### Challenge
Write each line out again exactly as written.

### Record excerpts
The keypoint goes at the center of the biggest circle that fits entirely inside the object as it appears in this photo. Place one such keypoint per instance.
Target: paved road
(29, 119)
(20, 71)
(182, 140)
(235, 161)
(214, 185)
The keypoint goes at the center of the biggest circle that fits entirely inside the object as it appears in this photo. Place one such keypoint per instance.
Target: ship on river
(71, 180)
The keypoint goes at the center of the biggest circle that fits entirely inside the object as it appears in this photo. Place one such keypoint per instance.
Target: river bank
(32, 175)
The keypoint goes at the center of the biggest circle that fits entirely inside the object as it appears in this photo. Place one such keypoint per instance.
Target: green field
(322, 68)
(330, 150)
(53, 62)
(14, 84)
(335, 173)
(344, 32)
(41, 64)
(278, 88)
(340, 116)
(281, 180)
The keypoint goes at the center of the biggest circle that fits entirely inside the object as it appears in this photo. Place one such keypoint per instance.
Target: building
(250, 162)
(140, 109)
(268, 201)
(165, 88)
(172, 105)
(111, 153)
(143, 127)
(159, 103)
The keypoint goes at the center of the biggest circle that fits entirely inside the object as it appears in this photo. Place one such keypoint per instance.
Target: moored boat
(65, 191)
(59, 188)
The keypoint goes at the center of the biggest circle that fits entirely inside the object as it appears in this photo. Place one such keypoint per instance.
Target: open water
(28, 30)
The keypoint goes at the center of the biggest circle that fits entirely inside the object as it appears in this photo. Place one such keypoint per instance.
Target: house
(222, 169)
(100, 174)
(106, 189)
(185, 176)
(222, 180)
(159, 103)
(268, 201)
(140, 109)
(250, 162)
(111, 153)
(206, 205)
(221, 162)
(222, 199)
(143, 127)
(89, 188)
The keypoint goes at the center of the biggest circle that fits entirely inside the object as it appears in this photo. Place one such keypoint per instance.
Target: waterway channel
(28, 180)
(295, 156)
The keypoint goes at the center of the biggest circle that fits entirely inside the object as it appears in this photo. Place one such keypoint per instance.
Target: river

### Task result
The keypoint goes at the center of the biggest circle that fits entirely inside the object as it appears in this photo. Place one such keypoint per instance.
Target: paved road
(29, 119)
(20, 71)
(182, 140)
(235, 161)
(214, 185)
The keypoint goes at the center of the biggest circle that fits entirely inside the object as it appears in this photo. Place one such keypoint per instance.
Target: ship on river
(71, 180)
The keypoint goes at the center of the biggest circle that fits entirely inside the object as it appears in this photo. Place one such keypoint per instance.
Target: river bank
(32, 175)
The keypoint goes at the center of the biggest circle that fits entirely inside the object as it appears in this photo. Place one such keypoint per instance.
Target: green field
(322, 68)
(330, 150)
(53, 62)
(14, 84)
(335, 173)
(344, 32)
(41, 64)
(278, 88)
(340, 116)
(281, 180)
The keypoint goes at the center of the biggest circle that fits entirely inside the object as it appears in this photo. Place one such keypoint per instance.
Target: building
(250, 162)
(140, 109)
(268, 201)
(165, 88)
(172, 105)
(111, 153)
(143, 127)
(159, 103)
The keypoint goes at the center of the biggest circle that fits entirely inside the object as it appears in this photo. Place one such keypoint per instance.
Target: moored boat
(65, 191)
(59, 188)
The keypoint goes at the center of the biggest circle that fits entirely inside the object as it appears in this photo. Place one such keypoint per instance.
Target: open water
(28, 30)
The keypoint goes at the center of the biggest circle that fits entirely inside the object as it appears in this photo. Place one such keypoint per instance.
Target: house
(222, 169)
(100, 174)
(106, 189)
(185, 176)
(222, 180)
(159, 103)
(268, 201)
(140, 109)
(250, 162)
(111, 153)
(206, 205)
(221, 162)
(222, 199)
(143, 127)
(89, 188)
The keypoint goes at the center of the biggest circle that fits entirely inside the object as it appears in this photo. Place one such keypoint per instance.
Target: waterway channel
(28, 180)
(295, 156)
The keypoint goes at the center of the biggest circle that fits entirely inside the object as it appears in this photo. Place one such keypoint per instance.
Target: river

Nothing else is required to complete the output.